Word for word, retype the lines from the one containing "low wall in this photo." to the one containing "white stucco wall in this photo." below, keeping both end lines and dropping the pictures.

━━━━━━━━━━━━━━━━━━━━━━━━━━━━━━

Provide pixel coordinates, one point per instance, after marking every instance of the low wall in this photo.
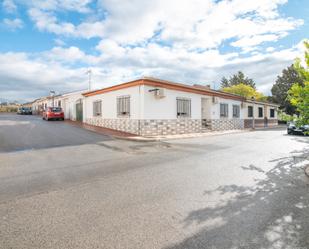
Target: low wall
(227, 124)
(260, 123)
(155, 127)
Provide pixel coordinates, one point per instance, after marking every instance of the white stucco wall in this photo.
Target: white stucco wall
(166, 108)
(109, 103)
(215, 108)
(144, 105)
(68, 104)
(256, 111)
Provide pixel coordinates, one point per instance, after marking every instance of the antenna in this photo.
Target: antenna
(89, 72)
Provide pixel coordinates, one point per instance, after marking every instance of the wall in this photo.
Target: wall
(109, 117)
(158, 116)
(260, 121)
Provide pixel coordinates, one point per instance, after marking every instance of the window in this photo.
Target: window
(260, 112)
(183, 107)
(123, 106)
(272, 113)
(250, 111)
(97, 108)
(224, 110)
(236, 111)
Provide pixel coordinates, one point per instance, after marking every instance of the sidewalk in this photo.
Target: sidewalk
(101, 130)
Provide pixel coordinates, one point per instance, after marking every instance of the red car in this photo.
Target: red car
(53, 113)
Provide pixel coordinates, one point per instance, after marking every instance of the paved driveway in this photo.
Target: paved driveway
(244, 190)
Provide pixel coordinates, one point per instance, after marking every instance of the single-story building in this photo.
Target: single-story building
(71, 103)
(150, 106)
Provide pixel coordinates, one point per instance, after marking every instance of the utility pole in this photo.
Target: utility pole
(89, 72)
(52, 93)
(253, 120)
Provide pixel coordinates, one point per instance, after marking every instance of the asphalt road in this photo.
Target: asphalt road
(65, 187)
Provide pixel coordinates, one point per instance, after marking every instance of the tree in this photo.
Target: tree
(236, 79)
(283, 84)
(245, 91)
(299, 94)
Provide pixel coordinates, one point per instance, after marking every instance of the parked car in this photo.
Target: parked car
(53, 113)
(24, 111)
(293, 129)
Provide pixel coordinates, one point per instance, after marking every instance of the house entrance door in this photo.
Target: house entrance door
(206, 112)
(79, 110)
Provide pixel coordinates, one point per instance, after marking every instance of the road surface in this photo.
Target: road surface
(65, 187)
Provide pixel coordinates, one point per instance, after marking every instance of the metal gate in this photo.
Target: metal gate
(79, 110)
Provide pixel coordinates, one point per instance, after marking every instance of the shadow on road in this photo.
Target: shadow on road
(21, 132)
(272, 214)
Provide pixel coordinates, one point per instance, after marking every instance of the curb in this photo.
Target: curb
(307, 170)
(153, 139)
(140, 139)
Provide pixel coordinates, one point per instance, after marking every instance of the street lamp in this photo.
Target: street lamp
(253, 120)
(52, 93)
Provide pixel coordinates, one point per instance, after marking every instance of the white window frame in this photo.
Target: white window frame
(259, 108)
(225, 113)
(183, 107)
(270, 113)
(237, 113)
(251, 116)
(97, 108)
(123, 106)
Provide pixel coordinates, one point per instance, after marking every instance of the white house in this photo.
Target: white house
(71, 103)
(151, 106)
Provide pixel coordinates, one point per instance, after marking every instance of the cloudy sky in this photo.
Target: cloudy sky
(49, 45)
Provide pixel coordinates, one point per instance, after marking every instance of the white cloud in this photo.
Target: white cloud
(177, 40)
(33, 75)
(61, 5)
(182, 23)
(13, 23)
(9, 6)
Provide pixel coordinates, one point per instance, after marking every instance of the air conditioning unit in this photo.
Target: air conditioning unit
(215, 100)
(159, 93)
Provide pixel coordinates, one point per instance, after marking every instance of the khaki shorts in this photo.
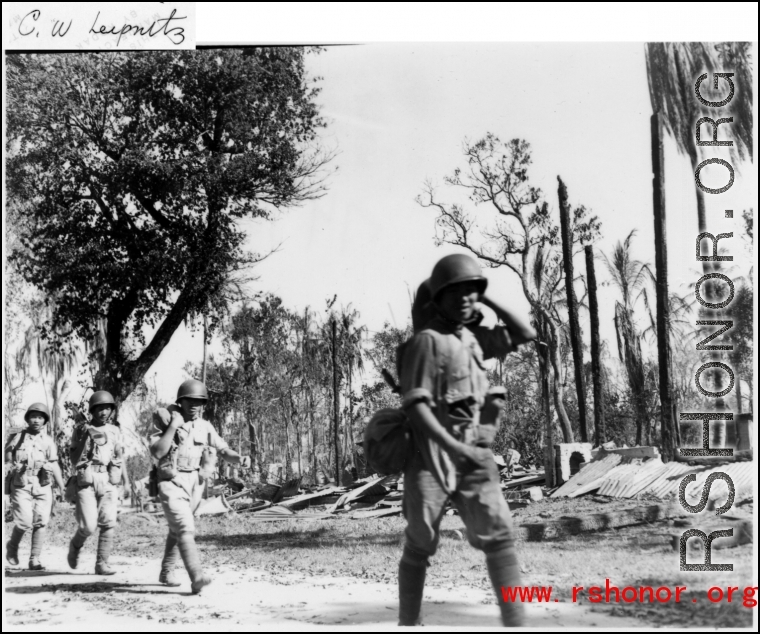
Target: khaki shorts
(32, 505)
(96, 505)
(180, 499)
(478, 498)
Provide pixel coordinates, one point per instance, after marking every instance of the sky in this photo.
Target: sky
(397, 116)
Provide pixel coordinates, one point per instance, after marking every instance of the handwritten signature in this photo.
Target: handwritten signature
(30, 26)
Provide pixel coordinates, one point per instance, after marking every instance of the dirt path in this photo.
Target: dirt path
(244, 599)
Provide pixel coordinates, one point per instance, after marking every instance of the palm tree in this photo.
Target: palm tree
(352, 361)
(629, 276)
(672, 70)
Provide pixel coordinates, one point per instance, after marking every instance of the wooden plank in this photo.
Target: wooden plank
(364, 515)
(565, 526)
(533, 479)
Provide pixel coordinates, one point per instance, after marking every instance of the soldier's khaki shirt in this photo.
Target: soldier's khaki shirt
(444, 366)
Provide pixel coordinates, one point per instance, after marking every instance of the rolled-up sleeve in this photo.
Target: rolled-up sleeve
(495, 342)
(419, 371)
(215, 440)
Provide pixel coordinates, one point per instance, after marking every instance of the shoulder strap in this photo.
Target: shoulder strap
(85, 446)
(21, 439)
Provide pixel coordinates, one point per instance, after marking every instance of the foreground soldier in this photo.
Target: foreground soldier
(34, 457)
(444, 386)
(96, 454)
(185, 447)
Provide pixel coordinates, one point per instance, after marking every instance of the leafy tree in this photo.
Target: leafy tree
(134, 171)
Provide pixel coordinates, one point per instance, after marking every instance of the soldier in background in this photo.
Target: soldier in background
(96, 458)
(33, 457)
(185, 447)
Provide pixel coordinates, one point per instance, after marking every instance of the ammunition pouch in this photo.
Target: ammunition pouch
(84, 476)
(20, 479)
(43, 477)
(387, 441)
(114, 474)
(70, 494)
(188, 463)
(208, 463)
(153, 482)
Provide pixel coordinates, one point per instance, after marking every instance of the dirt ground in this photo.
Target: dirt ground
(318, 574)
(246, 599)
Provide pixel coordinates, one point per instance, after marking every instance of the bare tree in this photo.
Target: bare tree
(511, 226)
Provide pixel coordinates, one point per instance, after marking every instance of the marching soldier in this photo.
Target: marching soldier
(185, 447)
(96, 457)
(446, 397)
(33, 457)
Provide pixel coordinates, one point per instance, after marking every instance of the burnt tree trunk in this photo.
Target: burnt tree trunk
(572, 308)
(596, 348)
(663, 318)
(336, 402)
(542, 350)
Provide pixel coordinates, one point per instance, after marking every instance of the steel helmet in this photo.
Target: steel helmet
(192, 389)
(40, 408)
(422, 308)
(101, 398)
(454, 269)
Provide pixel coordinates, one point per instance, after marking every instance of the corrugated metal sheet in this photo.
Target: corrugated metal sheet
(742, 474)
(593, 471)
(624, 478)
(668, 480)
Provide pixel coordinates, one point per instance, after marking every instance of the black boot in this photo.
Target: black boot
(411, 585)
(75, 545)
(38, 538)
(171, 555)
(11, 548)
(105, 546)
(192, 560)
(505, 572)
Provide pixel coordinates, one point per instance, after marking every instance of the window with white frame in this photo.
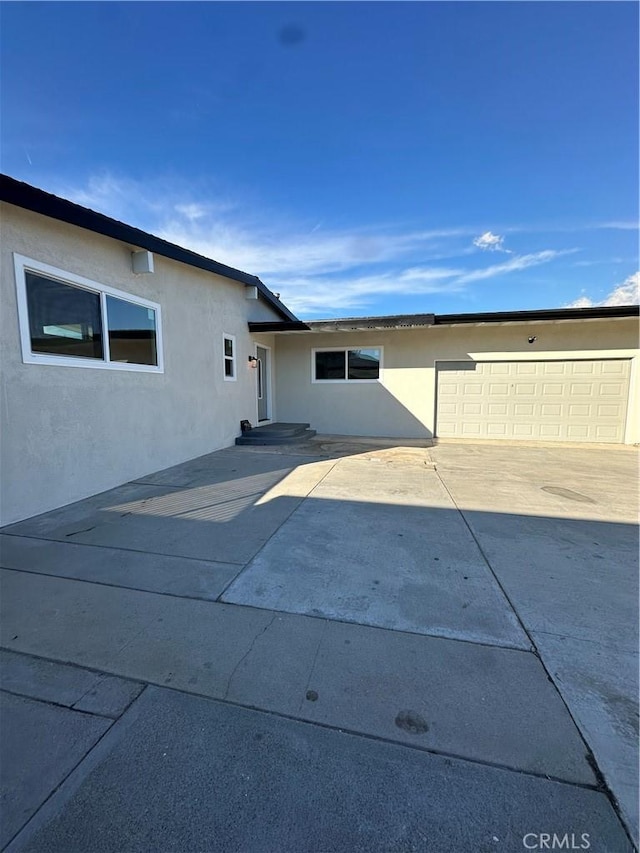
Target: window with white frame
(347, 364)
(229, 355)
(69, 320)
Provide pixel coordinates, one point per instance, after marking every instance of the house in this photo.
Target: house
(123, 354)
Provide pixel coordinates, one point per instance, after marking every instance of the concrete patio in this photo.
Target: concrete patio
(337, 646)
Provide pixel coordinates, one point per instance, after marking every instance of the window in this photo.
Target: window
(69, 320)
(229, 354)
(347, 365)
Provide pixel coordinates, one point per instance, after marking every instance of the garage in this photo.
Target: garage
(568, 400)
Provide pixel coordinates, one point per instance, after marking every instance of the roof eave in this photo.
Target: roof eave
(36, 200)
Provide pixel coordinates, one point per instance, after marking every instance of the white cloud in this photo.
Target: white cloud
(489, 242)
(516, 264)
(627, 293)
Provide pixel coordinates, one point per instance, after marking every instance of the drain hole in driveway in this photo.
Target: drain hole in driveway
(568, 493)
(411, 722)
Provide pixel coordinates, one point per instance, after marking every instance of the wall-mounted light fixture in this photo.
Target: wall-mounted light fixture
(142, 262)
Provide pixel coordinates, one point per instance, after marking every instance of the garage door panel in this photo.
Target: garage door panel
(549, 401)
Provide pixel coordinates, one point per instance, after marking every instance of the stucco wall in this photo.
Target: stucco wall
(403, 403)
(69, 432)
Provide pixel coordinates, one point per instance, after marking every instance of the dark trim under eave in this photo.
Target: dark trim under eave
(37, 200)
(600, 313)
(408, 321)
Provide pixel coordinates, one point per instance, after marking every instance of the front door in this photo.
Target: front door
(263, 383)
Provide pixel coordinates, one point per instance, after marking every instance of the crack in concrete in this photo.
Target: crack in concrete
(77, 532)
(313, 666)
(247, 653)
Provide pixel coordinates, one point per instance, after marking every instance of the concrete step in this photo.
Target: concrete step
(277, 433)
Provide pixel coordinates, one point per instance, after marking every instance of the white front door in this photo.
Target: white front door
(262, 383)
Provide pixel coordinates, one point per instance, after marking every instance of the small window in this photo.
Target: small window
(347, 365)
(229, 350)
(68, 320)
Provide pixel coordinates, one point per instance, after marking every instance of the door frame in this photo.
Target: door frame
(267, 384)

━━━━━━━━━━━━━━━━━━━━━━━━━━━━━━

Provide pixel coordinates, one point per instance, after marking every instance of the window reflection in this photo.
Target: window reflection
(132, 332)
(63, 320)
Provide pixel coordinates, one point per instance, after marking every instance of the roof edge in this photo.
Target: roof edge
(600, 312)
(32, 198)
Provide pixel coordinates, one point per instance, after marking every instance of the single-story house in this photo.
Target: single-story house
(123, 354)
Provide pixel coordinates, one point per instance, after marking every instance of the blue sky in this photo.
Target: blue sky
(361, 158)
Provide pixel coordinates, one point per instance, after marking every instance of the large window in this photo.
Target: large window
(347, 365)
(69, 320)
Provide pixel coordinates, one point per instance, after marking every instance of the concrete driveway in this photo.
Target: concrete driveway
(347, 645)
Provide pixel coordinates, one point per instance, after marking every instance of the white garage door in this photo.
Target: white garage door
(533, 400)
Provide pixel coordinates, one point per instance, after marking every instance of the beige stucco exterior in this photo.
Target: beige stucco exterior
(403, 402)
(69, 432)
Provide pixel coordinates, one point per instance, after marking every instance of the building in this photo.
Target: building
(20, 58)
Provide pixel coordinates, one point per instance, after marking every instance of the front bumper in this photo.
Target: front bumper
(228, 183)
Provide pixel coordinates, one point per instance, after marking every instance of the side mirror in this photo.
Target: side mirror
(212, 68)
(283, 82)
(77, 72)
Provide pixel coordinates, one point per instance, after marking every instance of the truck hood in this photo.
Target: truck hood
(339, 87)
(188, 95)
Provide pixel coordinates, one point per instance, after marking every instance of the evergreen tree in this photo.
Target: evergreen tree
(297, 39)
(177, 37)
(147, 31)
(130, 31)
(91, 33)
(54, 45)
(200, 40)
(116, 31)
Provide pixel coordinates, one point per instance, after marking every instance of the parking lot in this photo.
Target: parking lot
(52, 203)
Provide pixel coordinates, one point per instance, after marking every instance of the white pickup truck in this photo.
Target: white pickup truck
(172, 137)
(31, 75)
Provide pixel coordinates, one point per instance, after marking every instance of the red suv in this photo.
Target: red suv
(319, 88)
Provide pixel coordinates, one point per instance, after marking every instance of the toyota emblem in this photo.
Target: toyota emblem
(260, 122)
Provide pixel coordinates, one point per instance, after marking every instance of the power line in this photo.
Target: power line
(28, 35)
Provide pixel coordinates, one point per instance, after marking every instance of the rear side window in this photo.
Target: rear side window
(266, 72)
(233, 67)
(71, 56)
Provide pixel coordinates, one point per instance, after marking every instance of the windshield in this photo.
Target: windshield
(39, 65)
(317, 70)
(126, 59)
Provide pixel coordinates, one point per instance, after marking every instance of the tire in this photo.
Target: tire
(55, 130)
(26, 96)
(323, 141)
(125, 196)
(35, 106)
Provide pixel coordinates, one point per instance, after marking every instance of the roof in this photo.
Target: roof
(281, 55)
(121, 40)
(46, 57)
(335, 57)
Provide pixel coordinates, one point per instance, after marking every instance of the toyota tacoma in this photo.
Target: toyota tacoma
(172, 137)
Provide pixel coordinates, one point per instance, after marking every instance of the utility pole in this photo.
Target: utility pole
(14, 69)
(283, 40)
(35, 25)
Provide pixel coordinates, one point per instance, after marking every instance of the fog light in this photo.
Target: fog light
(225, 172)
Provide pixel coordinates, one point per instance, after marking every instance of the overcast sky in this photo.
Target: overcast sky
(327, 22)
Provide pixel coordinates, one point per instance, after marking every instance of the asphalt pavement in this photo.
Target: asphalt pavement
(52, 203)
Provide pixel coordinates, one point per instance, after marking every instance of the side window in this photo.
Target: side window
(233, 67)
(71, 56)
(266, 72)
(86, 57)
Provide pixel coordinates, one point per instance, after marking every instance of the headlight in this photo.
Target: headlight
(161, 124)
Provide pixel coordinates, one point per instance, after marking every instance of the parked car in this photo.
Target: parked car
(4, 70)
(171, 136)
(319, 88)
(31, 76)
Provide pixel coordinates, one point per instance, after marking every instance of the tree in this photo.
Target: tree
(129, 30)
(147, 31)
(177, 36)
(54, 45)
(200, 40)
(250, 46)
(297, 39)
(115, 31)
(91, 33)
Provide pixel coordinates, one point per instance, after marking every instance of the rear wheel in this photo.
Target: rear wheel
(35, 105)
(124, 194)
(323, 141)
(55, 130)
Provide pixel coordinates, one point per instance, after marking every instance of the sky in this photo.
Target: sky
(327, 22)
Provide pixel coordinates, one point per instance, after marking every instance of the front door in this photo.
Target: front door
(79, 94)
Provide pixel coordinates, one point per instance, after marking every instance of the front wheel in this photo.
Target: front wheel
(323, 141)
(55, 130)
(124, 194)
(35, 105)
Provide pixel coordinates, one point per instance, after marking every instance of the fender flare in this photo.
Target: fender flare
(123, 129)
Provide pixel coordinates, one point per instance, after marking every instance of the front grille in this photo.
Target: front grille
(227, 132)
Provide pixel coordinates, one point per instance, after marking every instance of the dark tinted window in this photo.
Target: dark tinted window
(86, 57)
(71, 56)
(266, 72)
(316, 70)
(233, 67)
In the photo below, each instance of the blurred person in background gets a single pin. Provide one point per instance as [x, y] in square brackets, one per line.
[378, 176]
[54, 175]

━━━━━━━━━━━━━━━━━━━━━━━━━━━━━━

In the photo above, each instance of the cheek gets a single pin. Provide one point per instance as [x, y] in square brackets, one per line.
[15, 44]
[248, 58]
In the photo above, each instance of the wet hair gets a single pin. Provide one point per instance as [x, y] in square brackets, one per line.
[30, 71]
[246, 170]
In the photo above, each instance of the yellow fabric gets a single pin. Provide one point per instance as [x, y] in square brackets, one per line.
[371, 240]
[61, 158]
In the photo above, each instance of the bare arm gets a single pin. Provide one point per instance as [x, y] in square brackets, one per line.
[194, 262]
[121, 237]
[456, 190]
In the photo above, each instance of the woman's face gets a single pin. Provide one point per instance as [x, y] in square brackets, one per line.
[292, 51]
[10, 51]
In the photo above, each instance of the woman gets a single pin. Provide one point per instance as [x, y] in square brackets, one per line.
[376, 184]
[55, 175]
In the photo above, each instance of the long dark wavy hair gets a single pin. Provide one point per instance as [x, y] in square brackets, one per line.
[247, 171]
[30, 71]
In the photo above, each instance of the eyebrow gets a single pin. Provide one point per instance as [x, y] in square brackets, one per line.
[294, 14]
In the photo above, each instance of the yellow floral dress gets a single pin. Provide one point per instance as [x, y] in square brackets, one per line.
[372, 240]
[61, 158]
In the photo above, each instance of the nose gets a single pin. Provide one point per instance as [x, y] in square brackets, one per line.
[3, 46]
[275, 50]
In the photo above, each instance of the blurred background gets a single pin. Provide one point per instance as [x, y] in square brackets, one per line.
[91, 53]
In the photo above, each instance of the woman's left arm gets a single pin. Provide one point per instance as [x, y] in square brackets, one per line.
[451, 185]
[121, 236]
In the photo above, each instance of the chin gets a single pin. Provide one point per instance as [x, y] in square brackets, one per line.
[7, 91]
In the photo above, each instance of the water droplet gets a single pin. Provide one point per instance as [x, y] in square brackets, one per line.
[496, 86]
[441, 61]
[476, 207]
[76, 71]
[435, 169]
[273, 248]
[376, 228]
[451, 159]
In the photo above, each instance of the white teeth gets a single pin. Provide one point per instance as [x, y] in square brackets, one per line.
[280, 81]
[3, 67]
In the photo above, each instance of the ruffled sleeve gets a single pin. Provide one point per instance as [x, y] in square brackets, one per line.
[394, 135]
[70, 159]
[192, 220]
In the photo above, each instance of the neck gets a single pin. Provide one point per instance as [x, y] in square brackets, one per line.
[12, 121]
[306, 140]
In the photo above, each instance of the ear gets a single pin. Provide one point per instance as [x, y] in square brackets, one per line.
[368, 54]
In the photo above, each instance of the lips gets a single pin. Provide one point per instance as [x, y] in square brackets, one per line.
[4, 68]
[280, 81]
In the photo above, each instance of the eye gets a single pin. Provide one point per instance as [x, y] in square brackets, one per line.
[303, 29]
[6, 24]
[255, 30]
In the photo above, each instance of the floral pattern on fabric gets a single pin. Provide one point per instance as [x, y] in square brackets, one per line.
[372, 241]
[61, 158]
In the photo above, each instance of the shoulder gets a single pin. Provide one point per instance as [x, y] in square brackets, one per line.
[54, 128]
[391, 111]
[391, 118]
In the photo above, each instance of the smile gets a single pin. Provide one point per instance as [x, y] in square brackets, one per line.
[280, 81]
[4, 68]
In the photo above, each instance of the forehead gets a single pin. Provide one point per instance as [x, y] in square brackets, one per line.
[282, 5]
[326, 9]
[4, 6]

━━━━━━━━━━━━━━━━━━━━━━━━━━━━━━

- [Solution to this task]
Provide pixel coordinates, one point per instance, after marking every instance of the low wall in this photo.
Target: low wall
(227, 124)
(260, 123)
(155, 127)
Provide pixel coordinates, one point per instance, after marking every instance of the white stucco wall in this photo.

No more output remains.